=== PROBLEM REQUIREMENTS ===
Please copy all of the data that follows exactly, leaving any pictures out.

=== DATA RECORDS ===
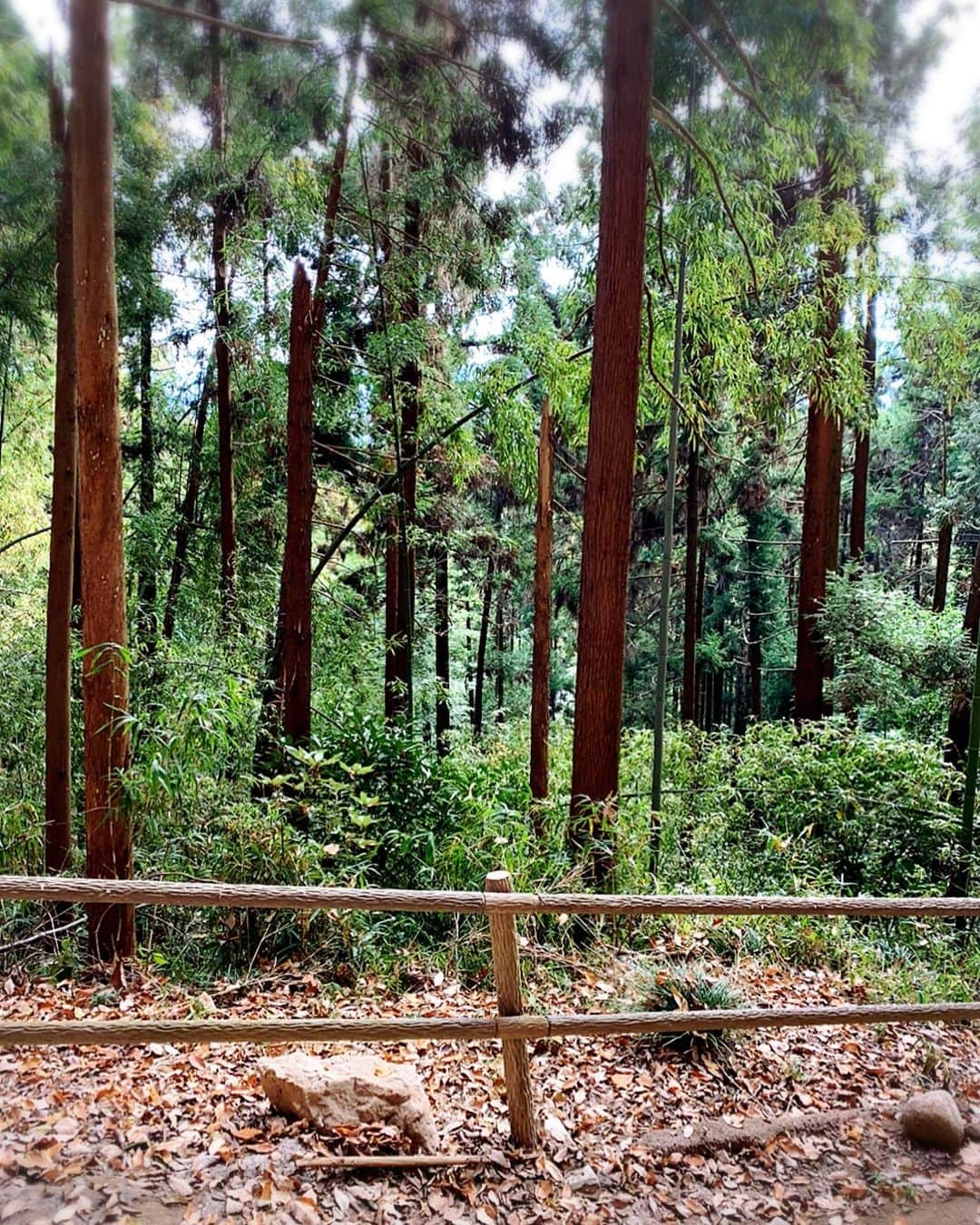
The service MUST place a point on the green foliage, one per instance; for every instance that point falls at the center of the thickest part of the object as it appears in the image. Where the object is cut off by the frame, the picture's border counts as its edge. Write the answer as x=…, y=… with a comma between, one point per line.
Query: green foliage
x=688, y=989
x=896, y=663
x=826, y=808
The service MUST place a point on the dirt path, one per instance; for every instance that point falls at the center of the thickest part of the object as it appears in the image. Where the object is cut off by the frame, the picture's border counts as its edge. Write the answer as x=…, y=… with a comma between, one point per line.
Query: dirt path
x=961, y=1210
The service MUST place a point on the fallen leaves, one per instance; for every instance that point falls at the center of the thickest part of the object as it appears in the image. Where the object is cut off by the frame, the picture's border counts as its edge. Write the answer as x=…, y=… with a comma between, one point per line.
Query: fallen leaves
x=93, y=1133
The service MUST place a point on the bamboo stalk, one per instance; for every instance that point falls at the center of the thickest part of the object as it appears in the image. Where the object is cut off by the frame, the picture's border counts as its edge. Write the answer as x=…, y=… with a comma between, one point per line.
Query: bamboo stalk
x=293, y=897
x=139, y=1033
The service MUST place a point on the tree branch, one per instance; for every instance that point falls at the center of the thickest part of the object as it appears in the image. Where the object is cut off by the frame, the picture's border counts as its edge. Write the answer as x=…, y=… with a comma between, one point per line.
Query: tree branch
x=685, y=135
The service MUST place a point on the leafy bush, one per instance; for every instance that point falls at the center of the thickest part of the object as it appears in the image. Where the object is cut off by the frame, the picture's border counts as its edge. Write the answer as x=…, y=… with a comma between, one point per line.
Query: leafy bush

=== OUTPUT ===
The service MUST place a point on the green foliage, one per instance; for every instance that point falls at the center of the thickest part of the object as it appears in the image. Where the object is cut off by the frame, the picture's border counts as its edge. Write the answer as x=…, y=… with a comma between, one point per line.
Query: green foliage
x=688, y=989
x=896, y=663
x=826, y=808
The service MUST place a point on the dirt path, one per instance; for every instance that point falls at the center of the thickest part of the object as it appears in the image. Where the object is cut off by the frame, the picture's border counts as its edge. Write the answer as x=…, y=… with a comma between, one point per line.
Query: dirt path
x=961, y=1210
The service MUST place a point on the fallen leaves, one per instance; for every instance that point falls at the center of the thickest part of the object as it appears in the image. Where the object is cut off by the frame, the picture's border counts as its edge. Write the answer as x=…, y=… with a comma between, one point per line.
Query: fallen leaves
x=93, y=1133
The service MUST place a point on the bamboo stalk, one per instance; for every instance that point falls at the center of the thickest part of the object as it appears in the image. Where the object is cut off by the frame, the picture's border counts as its edge. Write the answer as x=…, y=… with a comma between, one point per line.
Query: bamboo stalk
x=293, y=897
x=139, y=1033
The service MUST place a point on the tree branch, one per instance; for every instance that point falls at the center of the thickest part of the object as it appears in the image. Where the object is cut off by the frame, the picture's border counts as its edge. Write the answer as x=…, y=… with a comma between, one point per line.
Query: tree branch
x=685, y=135
The service MUST place a point on the leafy bush, one per instance; for every instance that point falls at the center of the thickest part of the object as it appears in the image. Where the object is cut off by the frame, the picture's border counts as its edge. Write the answer as x=…, y=… with a comma between, one point per line.
Query: leafy bush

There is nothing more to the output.